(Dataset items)
◆ ◆ ◆ ◆ ◆ ◆ ◆
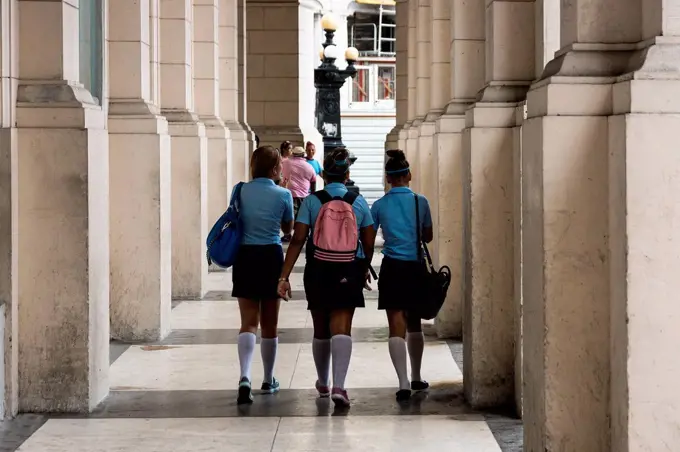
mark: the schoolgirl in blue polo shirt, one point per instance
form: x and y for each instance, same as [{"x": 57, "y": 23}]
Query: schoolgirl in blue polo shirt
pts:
[
  {"x": 331, "y": 299},
  {"x": 395, "y": 213},
  {"x": 266, "y": 209}
]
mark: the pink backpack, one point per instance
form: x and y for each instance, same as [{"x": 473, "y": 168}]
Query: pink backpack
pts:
[{"x": 336, "y": 235}]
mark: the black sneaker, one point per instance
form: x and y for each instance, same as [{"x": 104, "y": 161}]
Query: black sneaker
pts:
[
  {"x": 245, "y": 393},
  {"x": 419, "y": 385},
  {"x": 403, "y": 395},
  {"x": 271, "y": 388}
]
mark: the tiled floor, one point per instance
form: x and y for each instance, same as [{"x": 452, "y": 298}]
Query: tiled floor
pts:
[{"x": 179, "y": 395}]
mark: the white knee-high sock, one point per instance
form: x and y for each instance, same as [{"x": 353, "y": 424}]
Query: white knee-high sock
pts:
[
  {"x": 321, "y": 350},
  {"x": 246, "y": 349},
  {"x": 416, "y": 345},
  {"x": 268, "y": 348},
  {"x": 341, "y": 352},
  {"x": 397, "y": 346}
]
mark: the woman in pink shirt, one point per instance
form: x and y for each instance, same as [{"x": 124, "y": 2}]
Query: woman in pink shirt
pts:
[{"x": 299, "y": 177}]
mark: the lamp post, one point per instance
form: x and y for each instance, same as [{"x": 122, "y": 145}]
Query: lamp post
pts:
[{"x": 328, "y": 79}]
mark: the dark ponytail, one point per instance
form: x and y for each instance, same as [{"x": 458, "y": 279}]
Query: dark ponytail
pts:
[
  {"x": 397, "y": 165},
  {"x": 336, "y": 165}
]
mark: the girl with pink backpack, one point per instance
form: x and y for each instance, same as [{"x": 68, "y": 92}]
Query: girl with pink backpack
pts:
[{"x": 341, "y": 236}]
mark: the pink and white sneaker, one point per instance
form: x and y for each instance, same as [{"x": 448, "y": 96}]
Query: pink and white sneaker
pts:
[
  {"x": 323, "y": 390},
  {"x": 340, "y": 397}
]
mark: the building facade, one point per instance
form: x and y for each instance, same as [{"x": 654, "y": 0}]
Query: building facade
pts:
[{"x": 542, "y": 133}]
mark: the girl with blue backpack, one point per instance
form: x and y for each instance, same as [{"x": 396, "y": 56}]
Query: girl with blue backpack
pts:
[
  {"x": 338, "y": 255},
  {"x": 406, "y": 221},
  {"x": 264, "y": 210}
]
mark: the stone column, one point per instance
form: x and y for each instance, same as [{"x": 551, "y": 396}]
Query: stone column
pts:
[
  {"x": 428, "y": 145},
  {"x": 308, "y": 60},
  {"x": 140, "y": 182},
  {"x": 466, "y": 78},
  {"x": 189, "y": 150},
  {"x": 273, "y": 70},
  {"x": 410, "y": 134},
  {"x": 229, "y": 61},
  {"x": 243, "y": 86},
  {"x": 395, "y": 138},
  {"x": 61, "y": 202},
  {"x": 207, "y": 103},
  {"x": 547, "y": 23},
  {"x": 488, "y": 333},
  {"x": 424, "y": 121},
  {"x": 643, "y": 239},
  {"x": 8, "y": 296},
  {"x": 568, "y": 141}
]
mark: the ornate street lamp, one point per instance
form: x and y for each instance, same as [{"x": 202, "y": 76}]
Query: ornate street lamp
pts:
[{"x": 328, "y": 79}]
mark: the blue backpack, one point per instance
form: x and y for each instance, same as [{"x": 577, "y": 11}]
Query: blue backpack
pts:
[{"x": 225, "y": 236}]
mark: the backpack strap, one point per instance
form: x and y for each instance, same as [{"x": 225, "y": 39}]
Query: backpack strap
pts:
[
  {"x": 236, "y": 199},
  {"x": 323, "y": 196},
  {"x": 350, "y": 197}
]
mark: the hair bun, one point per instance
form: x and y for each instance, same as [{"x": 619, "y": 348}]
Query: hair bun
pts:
[{"x": 396, "y": 154}]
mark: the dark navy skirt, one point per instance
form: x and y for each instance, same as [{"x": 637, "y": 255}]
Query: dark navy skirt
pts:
[
  {"x": 256, "y": 272},
  {"x": 331, "y": 286},
  {"x": 398, "y": 284}
]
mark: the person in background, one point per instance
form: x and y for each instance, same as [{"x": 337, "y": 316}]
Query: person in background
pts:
[
  {"x": 300, "y": 177},
  {"x": 265, "y": 210},
  {"x": 333, "y": 281},
  {"x": 401, "y": 267},
  {"x": 286, "y": 150},
  {"x": 310, "y": 150}
]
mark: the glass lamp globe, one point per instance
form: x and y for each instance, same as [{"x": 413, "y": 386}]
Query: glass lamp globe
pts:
[{"x": 331, "y": 51}]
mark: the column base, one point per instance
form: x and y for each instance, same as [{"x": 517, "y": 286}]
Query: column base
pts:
[
  {"x": 488, "y": 331},
  {"x": 140, "y": 224},
  {"x": 448, "y": 142},
  {"x": 189, "y": 204},
  {"x": 61, "y": 190}
]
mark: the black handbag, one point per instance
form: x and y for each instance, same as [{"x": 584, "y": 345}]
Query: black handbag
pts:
[{"x": 433, "y": 284}]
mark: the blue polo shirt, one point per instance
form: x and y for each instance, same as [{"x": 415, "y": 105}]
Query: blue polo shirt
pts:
[
  {"x": 264, "y": 205},
  {"x": 311, "y": 206},
  {"x": 396, "y": 214},
  {"x": 316, "y": 165}
]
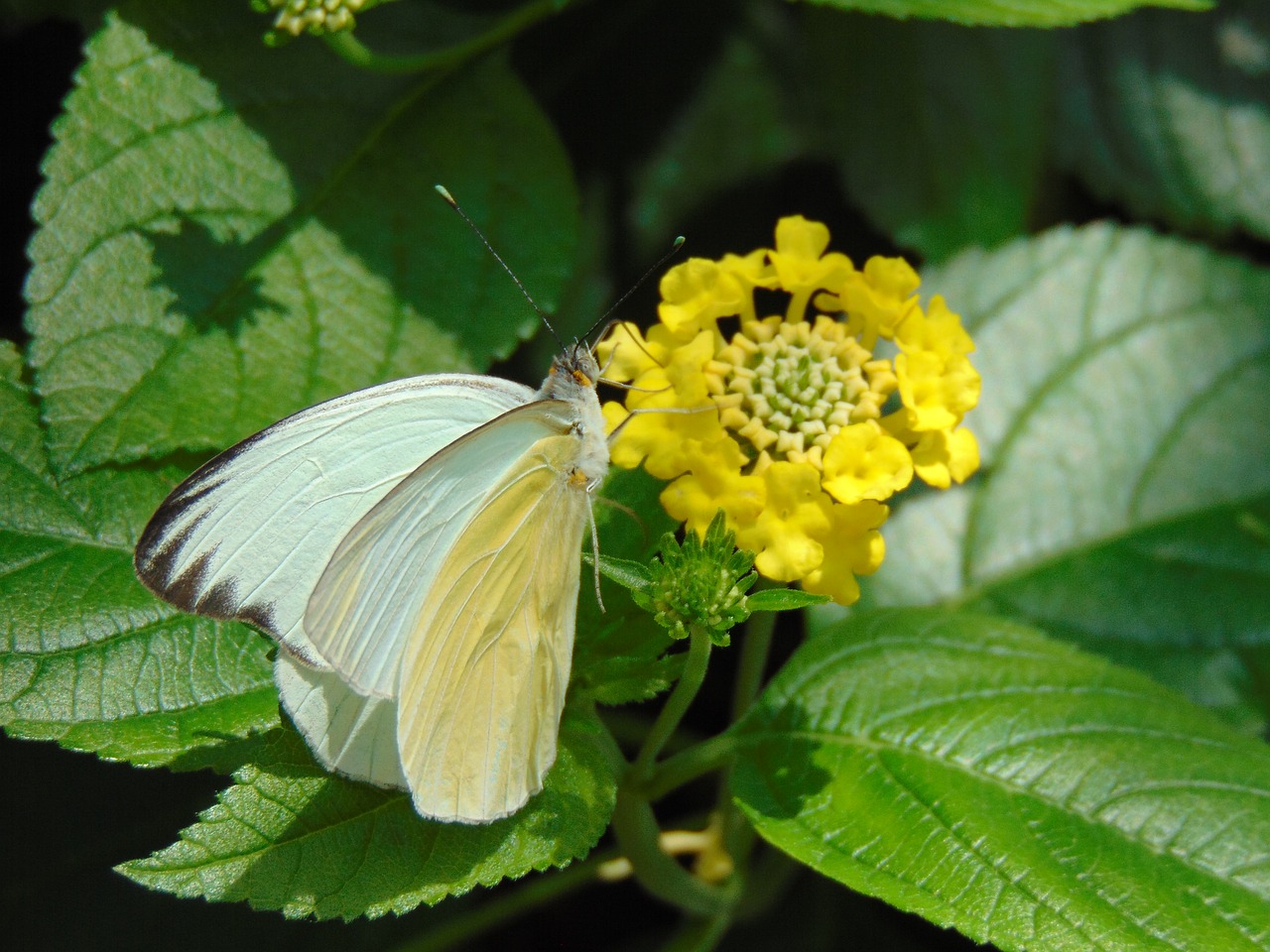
◆ ◆ ◆ ◆ ◆ ◆ ◆
→ **TASK REQUIREMENTS**:
Please copy all of the items above word for word, leaving the pictures out of your answer.

→ **REPLY TO THE EXERCISE**:
mark: the schoolgirl in blue polo shirt, one point per instance
form: x and y for each instance, same as [{"x": 57, "y": 23}]
Query: schoolgirl in blue polo shirt
pts:
[
  {"x": 331, "y": 299},
  {"x": 395, "y": 213},
  {"x": 266, "y": 209}
]
mark: the pink backpack, one point per instance
form: x and y for each instance, same as [{"x": 473, "y": 168}]
Query: pink backpack
pts:
[{"x": 336, "y": 235}]
mark: the black sneaker, one point per instance
form: x and y for each instance, same as [{"x": 104, "y": 161}]
Query: black sneaker
pts:
[
  {"x": 245, "y": 393},
  {"x": 419, "y": 385},
  {"x": 403, "y": 395},
  {"x": 271, "y": 388}
]
mark: the tiled floor, one point per instance
form: x and y for each instance, same as [{"x": 452, "y": 298}]
Query: tiled floor
pts:
[{"x": 179, "y": 395}]
mark: the white knee-high sock, one point per instance
form: x and y for each instance, same as [{"x": 353, "y": 424}]
Query: white knee-high sock
pts:
[
  {"x": 321, "y": 350},
  {"x": 246, "y": 349},
  {"x": 416, "y": 345},
  {"x": 268, "y": 348},
  {"x": 341, "y": 352},
  {"x": 397, "y": 346}
]
mark: the woman in pink shirt, one point per instance
form: x and y for each instance, same as [{"x": 124, "y": 2}]
Query: woman in pink shirt
pts:
[{"x": 299, "y": 177}]
mark: the lamp post, one point per instance
form: x and y for each instance, same as [{"x": 122, "y": 145}]
Query: lamp post
pts:
[{"x": 328, "y": 79}]
mark: the dark ponytail, one point per instance
form: x and y for each instance, same as [{"x": 458, "y": 279}]
Query: dark ponytail
pts:
[
  {"x": 397, "y": 165},
  {"x": 336, "y": 165}
]
mark: the girl with pink backpack, one point per instance
form: x and y for each instance, same as [{"x": 68, "y": 92}]
Query: girl with pink backpack
pts:
[{"x": 341, "y": 236}]
mark: the pink and white sneaker, one point per instance
form: x and y for each instance, same as [{"x": 448, "y": 96}]
Query: pink and white sneaker
pts:
[
  {"x": 323, "y": 390},
  {"x": 340, "y": 397}
]
mark: the building facade, one point per instance
form: x and y for each instance, same as [{"x": 654, "y": 0}]
Query: building facade
pts:
[{"x": 542, "y": 133}]
mark: the girl with blue backpack, one point per instance
form: x and y for each instance, same as [{"x": 396, "y": 56}]
Query: girl with blue backpack
pts:
[
  {"x": 338, "y": 255},
  {"x": 406, "y": 221},
  {"x": 264, "y": 210}
]
mark: the stone column, one point per instance
form: x and y for each instance, same as [{"x": 551, "y": 396}]
Query: stone column
pts:
[
  {"x": 428, "y": 145},
  {"x": 308, "y": 60},
  {"x": 140, "y": 182},
  {"x": 466, "y": 78},
  {"x": 189, "y": 150},
  {"x": 273, "y": 70},
  {"x": 410, "y": 134},
  {"x": 229, "y": 61},
  {"x": 243, "y": 86},
  {"x": 395, "y": 138},
  {"x": 61, "y": 202},
  {"x": 207, "y": 103},
  {"x": 547, "y": 23},
  {"x": 488, "y": 333},
  {"x": 424, "y": 121},
  {"x": 643, "y": 239},
  {"x": 8, "y": 296},
  {"x": 568, "y": 141}
]
mark: the ornate street lamp, one point per instance
form: x and y for each instance, same as [{"x": 202, "y": 76}]
Query: ornate street lamp
pts:
[{"x": 328, "y": 79}]
mark: the blue backpack, one point per instance
form: x and y for each instance, same as [{"x": 577, "y": 11}]
Query: blue backpack
pts:
[{"x": 225, "y": 236}]
mark: the backpack strap, one point per instance
form: x and y for each instance, same as [{"x": 225, "y": 39}]
Query: backpack strap
pts:
[
  {"x": 236, "y": 199},
  {"x": 323, "y": 196},
  {"x": 350, "y": 197}
]
mark: the hair bun, one point per instance
form: x and y for each instance, same as [{"x": 619, "y": 348}]
Query: hair bun
pts:
[{"x": 396, "y": 154}]
mark: the dark navy skirt, one point per instance
form: x and y for each instance, same as [{"x": 637, "y": 255}]
Query: dark navy skirt
pts:
[
  {"x": 256, "y": 272},
  {"x": 331, "y": 286},
  {"x": 398, "y": 284}
]
mark: the person in background, one point per instance
form: x and y for each instance, same as [{"x": 337, "y": 316}]
Query: person in background
pts:
[
  {"x": 300, "y": 177},
  {"x": 265, "y": 210},
  {"x": 333, "y": 281},
  {"x": 401, "y": 267},
  {"x": 286, "y": 150},
  {"x": 310, "y": 150}
]
mark: the glass lamp globe, one point per instance
form: x and y for each instance, same as [{"x": 413, "y": 386}]
Query: glass lamp globe
pts:
[{"x": 331, "y": 51}]
mark: the column base, one point per instance
form: x and y for each instance, same as [{"x": 517, "y": 286}]
Query: column base
pts:
[
  {"x": 488, "y": 331},
  {"x": 140, "y": 224},
  {"x": 448, "y": 142},
  {"x": 189, "y": 204},
  {"x": 61, "y": 190}
]
mark: the black handbag, one point per instance
form: x and y for each instance, same as [{"x": 584, "y": 345}]
Query: black handbag
pts:
[{"x": 433, "y": 284}]
mark: the blue polo shirt, one point per instance
form: x and y for each instance, same as [{"x": 415, "y": 105}]
Query: blue polo shirt
pts:
[
  {"x": 264, "y": 205},
  {"x": 311, "y": 206},
  {"x": 396, "y": 214},
  {"x": 316, "y": 165}
]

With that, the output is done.